- _Records supplied_:

-- -- --

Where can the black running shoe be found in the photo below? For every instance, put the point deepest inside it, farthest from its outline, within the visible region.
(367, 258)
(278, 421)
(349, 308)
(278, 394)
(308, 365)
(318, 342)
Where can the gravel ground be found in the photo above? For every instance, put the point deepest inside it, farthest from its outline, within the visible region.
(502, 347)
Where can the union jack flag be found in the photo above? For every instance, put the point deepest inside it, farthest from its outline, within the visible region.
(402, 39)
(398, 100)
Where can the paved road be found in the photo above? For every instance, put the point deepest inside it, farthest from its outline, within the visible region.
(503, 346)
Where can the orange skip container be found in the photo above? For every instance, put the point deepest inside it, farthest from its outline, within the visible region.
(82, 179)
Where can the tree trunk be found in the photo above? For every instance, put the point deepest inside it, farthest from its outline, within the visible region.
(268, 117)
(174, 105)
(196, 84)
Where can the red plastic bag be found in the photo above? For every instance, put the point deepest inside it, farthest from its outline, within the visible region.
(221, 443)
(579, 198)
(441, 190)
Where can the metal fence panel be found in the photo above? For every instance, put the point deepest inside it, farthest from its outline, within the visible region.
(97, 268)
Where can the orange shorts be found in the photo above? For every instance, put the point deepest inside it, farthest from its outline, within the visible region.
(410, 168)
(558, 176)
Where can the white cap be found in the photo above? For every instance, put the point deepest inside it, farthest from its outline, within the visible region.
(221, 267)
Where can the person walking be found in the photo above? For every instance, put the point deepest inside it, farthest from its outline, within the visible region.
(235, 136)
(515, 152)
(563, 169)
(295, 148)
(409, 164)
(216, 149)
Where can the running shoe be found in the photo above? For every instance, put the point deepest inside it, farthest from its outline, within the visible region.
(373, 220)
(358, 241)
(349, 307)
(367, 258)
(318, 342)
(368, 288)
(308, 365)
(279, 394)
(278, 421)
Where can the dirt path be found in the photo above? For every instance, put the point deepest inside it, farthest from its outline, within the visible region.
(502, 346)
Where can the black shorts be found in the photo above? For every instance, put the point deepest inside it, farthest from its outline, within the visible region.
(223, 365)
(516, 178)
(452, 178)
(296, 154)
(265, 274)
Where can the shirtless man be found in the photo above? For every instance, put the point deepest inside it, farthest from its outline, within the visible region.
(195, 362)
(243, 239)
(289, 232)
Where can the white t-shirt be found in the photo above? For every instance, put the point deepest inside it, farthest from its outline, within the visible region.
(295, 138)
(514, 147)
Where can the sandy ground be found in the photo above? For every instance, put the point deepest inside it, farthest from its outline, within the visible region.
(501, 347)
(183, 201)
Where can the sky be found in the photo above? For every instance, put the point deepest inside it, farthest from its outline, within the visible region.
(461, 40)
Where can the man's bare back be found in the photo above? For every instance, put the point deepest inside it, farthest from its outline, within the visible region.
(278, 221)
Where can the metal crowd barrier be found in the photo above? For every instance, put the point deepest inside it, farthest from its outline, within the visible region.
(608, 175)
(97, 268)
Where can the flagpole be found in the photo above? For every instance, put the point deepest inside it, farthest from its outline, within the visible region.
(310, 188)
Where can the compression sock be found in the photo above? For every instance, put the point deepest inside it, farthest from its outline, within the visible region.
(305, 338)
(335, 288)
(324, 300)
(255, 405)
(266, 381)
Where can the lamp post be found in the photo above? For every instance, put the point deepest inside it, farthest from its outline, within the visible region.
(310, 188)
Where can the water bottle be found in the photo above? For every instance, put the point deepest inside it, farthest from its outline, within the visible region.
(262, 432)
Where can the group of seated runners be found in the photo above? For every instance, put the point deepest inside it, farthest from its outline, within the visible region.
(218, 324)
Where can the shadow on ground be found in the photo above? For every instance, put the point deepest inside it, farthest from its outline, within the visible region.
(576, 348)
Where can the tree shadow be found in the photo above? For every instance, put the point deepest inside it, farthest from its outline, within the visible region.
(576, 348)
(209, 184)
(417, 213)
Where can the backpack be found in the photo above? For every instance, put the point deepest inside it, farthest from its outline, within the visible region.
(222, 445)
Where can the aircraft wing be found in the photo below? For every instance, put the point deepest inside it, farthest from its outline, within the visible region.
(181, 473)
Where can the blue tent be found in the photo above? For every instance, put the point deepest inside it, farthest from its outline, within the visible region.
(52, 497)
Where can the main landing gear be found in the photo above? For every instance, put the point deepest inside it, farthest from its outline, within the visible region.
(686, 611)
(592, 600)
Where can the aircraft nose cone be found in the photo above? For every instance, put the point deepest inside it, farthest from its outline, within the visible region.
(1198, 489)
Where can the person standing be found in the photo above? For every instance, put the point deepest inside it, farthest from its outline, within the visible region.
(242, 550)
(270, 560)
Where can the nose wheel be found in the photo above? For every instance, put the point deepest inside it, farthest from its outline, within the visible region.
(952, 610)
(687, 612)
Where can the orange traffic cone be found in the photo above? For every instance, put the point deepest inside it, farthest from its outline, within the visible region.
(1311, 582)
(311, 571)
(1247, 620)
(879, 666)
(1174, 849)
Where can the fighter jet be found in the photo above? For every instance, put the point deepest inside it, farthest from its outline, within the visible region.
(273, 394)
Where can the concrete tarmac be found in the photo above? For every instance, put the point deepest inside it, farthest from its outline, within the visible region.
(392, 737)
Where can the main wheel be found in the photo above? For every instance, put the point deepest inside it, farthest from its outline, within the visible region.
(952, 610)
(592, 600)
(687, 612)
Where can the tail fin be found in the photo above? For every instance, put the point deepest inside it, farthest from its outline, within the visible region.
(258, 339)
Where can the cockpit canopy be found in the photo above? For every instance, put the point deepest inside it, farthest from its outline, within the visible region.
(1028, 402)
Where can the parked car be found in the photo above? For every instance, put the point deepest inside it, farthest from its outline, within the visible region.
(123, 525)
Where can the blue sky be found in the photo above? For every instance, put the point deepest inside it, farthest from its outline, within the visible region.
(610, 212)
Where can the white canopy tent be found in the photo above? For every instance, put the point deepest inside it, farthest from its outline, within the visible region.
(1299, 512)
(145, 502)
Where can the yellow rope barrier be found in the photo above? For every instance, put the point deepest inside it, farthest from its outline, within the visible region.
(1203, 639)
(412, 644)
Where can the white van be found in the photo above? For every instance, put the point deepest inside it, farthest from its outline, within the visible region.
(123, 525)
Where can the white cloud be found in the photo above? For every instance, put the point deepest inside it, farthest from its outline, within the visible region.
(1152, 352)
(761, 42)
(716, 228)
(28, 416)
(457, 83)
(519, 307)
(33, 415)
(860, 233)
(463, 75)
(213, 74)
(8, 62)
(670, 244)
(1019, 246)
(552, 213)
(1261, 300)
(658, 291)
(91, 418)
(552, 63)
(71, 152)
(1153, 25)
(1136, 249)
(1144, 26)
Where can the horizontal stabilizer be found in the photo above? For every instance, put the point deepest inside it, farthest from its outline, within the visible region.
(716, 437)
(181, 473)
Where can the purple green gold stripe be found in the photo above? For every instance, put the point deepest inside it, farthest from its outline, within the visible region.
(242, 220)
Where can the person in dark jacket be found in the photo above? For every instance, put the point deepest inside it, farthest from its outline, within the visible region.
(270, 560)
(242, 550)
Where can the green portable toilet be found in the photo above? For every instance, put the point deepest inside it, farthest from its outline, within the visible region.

-- -- --

- _Task prompt_: Give the listing again. Leave every word as it stands.

- _Result of this exercise_:
Where can the black running shoe be found in the photo below? For every instance, put the point deepest inside it, farthest from its outline, within the visible region.
(367, 258)
(278, 421)
(349, 308)
(278, 394)
(308, 365)
(318, 342)
Where can the gravel ground be found in the photo above? For every instance, put the point deepest inside it, farthest from its outline, within the visible region.
(502, 347)
Where can the union jack flag be found in the photo above? For every instance, put the point deepest inside it, farthest from its outline, within the visible region.
(402, 39)
(398, 100)
Where can the paved road be found in the photo above? For every instance, put the point deepest inside it, farthest from its outline, within the visible region.
(503, 346)
Where can the orange skip container be found in the photo above? For every instance, put the point deepest inside it, farthest from its outline, within the visible region.
(82, 179)
Where can the tree trunk be found in the photo above? For every instance, put the point deepest inside it, farthest from its outline, within the visible region.
(268, 117)
(174, 105)
(196, 84)
Where can the red plastic bag be found in the photo above? For every instance, put the point deepest inside it, farthest from its outline, within the visible region.
(221, 443)
(579, 198)
(441, 190)
Where can the metal fence panel be found in the photo above? For every instance, put the point deepest inside it, farthest from its outline, within the visible region.
(97, 268)
Where can the orange shorts be found in the photo above? For every instance, put the point deepest inside it, farthest from its outline, within the visible region.
(410, 168)
(558, 176)
Where can the white cap be found in the photo above? For every instance, put the point deepest inside it, farthest from its outline, within the visible region.
(221, 267)
Where can the person walking be found in the photo above? For every instance, put the point deepest inside it, farthest from its outline, within the visible region.
(235, 136)
(515, 152)
(563, 169)
(295, 148)
(409, 164)
(216, 149)
Where can the running shoe be found in the photo above? For every instance, put the point deepest inside it, farthest from its outline, within the visible region.
(373, 220)
(358, 241)
(349, 307)
(367, 258)
(318, 342)
(368, 288)
(308, 365)
(279, 394)
(278, 421)
Where can the dirt path be found in the photo above? For every instance, put the point deepest inside it, farthest from its outline, within the visible region.
(502, 346)
Where can the black shorts be found in the photo above? For every instance, put the point deepest inside it, farthest from its outline, within the visible region.
(223, 365)
(516, 178)
(452, 178)
(296, 154)
(265, 274)
Where can the shirtless man be found in the photo above? For every instance, put the point deepest inside it, farthest from its outline, within the visible region.
(195, 362)
(243, 239)
(289, 232)
Where can the white t-shirt be found in the photo above? For every instance, put the point deepest inside it, farthest from its outline, within the visible region.
(295, 138)
(514, 147)
Where can the sandy ground be found in the photo above? For every instance, put the point deepest inside it, farthest from its outline, within the visible region.
(501, 347)
(183, 201)
Where can the sky be found in the photo above? For every instance, put the point deepest inside it, farthest from its outline, within the visible region.
(461, 40)
Where can the man's bare back be found in the photo above? For every instance, put the point deepest inside it, farthest from its outline, within the visible region.
(278, 221)
Where can the metal crowd barrier be found in the photo above? For every instance, put the point deepest inside it, farthest from its outline, within the visible region.
(608, 175)
(97, 268)
Where can the flagpole be found in the photo above? For every instance, put the point deepest inside it, farthest from its outline, within the visible region.
(310, 188)
Where can the compression sock be found in the photo above? For every instance, put the point deepest inside it, farthest from its outline, within the visible region.
(305, 338)
(335, 288)
(324, 300)
(255, 405)
(266, 381)
Where can the lamp post be found in the photo above? For every instance, put the point deepest inside it, farthest from its outline, within the visible region.
(310, 188)
Where can the water bottle be found in the photo above? For every instance, put the point deepest inside it, farthest from its outline, within the visible region.
(262, 432)
Where can the group of seated runners be found in the photo above? For every instance, put the point deepest inside it, farthest from its outline, within the visible region.
(218, 324)
Where can the shadow on ground be found in the photo above? For every instance, put the point deepest inside it, farthest from its outline, within the visible region.
(576, 348)
Where can the tree shadow be found in the photo above? For every instance, put the point deepest inside it, farthest from its outline, within the visible region.
(576, 348)
(209, 184)
(417, 213)
Where can the backpack be found in the photo above? For every instance, put the point deepest inside it, farthest from its outline, within the visible region.
(222, 445)
Where can the aircraft wing be found in the photo below? For every instance, put the point deepest inside it, farthest from its outline, within the visible region.
(181, 473)
Where can the blue tent be found in the photo above? For every instance, put the point deepest inside it, farthest from its outline, within the visible region.
(52, 497)
Where can the main landing gear be found in the photo above? For every instance, put the point deepest inside it, farthest from its outline, within the visible region.
(686, 611)
(592, 600)
Where can the aircraft nose cone be found in the photo above? For every instance, put the point deepest inside it, farthest from its outline, within the visible region.
(1198, 489)
Where can the person standing be found in the photo above? For every instance, put the point deepest inside it, farthest from its outline, within the visible region.
(242, 550)
(270, 560)
Where can the nose wheel be found in the photo above? For every instance, put the point deepest inside it, farthest from its outline, within the visible region.
(952, 610)
(687, 612)
Where can the orange traffic cone be found in the photo above? For every instance, put the point deepest inside it, farthest from its outline, within the visible region.
(1311, 582)
(311, 571)
(1247, 620)
(879, 666)
(1174, 849)
Where can the fighter jet be found in the photo above? For every instance, put the point deepest inside it, farthest from its outline, within the visible region.
(273, 394)
Where can the concrete tarmac be found in the photo above? For every instance, put the point deepest inside it, farthest from its outline, within the visible region.
(392, 737)
Where can the main wheel be found in the photo above? For every instance, put the point deepest inside it, farthest from its outline, within the visible region.
(952, 610)
(592, 600)
(687, 612)
Where can the tail fin be found in the photo above? For every instance, put the point deepest inside it, farthest from its outline, within the visible region.
(258, 339)
Where can the cockpit canopy be found in the photo above? For every instance, put the point deepest inside it, farthest from its outline, within the visible region.
(1028, 402)
Where can the parked car be found in the photo above? For every instance, put the point deepest inside it, farthest from its outline, within the visible region.
(123, 525)
Where can the blue sky be found in the photo above? For every instance, put the point deepest inside it, farthest from its outline, within the visible region.
(610, 212)
Where can the white canopy tent be found in the photo above? For every instance, put the point deepest inside it, farthest from its outline, within the visible region.
(1299, 512)
(145, 502)
Where can the yellow rope barrier be found in the photo above? For every instance, put the point deepest inside it, farthest from its outline, within the visible region.
(1203, 639)
(412, 644)
Where can the white van be found in the photo above? For every instance, put the point deepest inside it, farthest from its outline, within the visible region.
(123, 525)
Where can the white cloud be found in the photo above? For every instance, put the point deepest inside it, farthest from its outline, within the visible region.
(1152, 352)
(761, 42)
(716, 228)
(28, 416)
(457, 83)
(519, 307)
(33, 415)
(860, 233)
(463, 75)
(213, 74)
(8, 62)
(670, 244)
(1019, 246)
(552, 213)
(1261, 300)
(658, 291)
(91, 418)
(552, 63)
(71, 152)
(1153, 25)
(1136, 249)
(1144, 26)
Where can the horizontal stabilizer be found in the photo above? For every instance, put the point deepest inside it, farthest from its outline, within the visible region.
(716, 437)
(181, 473)
Where can the purple green gold stripe be found in the photo above? For every instance, put the point deepest inside it, farthest from its outline, within the visible region.
(242, 220)
Where can the person in dark jacket be found in the photo above? For every instance, put the point deepest inside it, farthest from its outline, within the visible region.
(270, 560)
(242, 550)
Where can the green portable toilet be found in the photo above? For every instance, put the point deepest inside it, farthest from its outline, within the visible region.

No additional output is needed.